• _Exercise objective_
Which lines in the material below contain the string "lake"? Gather every one of them and copy it out, treating uppercase and lowercase as different.

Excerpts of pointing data

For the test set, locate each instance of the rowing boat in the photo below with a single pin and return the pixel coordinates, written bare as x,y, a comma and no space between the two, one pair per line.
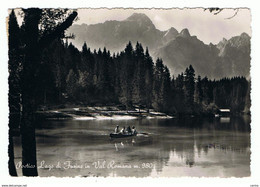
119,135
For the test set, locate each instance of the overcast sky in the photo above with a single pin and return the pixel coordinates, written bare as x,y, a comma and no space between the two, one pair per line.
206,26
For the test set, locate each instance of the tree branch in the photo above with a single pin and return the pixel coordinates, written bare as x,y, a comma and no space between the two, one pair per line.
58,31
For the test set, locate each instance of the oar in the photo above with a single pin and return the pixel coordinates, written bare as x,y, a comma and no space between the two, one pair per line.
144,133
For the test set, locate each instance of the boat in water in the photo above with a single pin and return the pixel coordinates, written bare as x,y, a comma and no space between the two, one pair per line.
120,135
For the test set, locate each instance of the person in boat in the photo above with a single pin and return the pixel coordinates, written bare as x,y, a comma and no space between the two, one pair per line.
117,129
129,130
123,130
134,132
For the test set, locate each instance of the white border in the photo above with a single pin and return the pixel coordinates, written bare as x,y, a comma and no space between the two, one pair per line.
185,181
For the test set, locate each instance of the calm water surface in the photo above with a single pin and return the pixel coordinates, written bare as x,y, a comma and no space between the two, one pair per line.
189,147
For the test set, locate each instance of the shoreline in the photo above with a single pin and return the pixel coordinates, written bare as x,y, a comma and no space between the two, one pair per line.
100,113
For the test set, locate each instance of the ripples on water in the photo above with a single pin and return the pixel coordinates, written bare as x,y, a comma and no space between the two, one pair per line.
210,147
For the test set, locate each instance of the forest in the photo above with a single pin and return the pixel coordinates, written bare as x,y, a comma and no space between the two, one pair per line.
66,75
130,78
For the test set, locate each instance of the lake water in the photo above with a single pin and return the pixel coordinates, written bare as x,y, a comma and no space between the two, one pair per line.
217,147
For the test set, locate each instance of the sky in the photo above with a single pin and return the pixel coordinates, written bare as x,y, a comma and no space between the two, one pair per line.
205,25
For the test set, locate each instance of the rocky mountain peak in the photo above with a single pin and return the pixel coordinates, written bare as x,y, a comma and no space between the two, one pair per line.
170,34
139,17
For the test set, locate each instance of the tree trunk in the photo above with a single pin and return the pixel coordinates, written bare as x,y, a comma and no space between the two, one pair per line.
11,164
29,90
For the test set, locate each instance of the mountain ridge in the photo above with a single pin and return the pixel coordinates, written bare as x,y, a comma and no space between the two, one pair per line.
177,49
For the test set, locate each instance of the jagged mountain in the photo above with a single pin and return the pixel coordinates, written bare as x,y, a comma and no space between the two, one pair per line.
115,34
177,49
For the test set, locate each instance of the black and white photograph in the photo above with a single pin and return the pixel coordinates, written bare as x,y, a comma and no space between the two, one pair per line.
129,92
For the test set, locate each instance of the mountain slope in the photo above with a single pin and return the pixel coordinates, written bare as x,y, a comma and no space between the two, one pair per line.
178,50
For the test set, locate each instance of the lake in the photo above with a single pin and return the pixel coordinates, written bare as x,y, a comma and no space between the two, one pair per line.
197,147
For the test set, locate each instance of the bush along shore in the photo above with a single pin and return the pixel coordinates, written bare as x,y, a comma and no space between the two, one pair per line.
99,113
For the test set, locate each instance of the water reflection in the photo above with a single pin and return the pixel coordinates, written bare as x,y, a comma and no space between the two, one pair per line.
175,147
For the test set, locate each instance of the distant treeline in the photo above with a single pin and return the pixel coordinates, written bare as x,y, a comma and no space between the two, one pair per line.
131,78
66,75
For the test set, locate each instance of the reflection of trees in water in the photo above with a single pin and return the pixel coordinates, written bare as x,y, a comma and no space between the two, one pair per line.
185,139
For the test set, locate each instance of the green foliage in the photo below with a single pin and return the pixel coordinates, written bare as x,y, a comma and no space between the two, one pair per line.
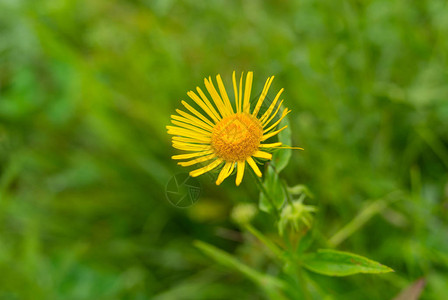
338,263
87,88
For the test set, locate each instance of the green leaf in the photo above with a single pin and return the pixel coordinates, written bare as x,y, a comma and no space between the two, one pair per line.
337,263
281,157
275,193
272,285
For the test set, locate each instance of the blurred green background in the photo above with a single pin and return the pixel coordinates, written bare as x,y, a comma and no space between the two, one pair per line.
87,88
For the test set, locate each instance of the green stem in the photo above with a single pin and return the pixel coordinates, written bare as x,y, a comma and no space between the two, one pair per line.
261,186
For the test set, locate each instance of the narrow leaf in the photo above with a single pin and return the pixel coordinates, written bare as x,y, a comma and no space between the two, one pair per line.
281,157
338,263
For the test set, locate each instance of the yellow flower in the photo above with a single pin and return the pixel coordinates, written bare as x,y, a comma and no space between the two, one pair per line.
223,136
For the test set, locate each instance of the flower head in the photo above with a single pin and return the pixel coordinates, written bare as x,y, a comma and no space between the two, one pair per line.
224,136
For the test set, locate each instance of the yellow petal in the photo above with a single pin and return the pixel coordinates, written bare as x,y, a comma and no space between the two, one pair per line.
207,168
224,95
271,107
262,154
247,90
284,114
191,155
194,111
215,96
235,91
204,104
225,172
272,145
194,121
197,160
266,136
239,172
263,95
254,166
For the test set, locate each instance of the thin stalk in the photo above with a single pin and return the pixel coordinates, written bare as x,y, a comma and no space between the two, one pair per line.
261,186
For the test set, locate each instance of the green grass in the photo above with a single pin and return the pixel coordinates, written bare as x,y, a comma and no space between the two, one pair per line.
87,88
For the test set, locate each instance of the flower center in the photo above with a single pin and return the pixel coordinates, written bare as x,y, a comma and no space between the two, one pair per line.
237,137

* * *

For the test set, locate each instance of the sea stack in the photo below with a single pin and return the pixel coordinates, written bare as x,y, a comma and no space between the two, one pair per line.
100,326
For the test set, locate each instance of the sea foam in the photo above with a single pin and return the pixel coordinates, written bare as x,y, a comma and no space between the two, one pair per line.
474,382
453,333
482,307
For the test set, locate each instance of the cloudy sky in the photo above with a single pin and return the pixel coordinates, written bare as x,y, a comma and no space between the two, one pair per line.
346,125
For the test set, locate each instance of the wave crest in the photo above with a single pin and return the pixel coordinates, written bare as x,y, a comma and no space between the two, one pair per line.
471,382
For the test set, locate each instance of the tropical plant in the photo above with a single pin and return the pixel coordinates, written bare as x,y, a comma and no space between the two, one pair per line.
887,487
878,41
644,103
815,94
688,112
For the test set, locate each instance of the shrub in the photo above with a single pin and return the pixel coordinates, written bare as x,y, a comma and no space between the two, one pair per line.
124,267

• _Output of the task_
For the test set, locate each instance of the lake water in the photo above with a single pin and return the pixel coordinates, written bare as x,y, a comma and no space between the two, one pair per line.
For the test set, locate each instance of the lake in the photo above with a single pin and return the pixel coordinates, written bare as x,y, a comma and no space between the two, one pair per line.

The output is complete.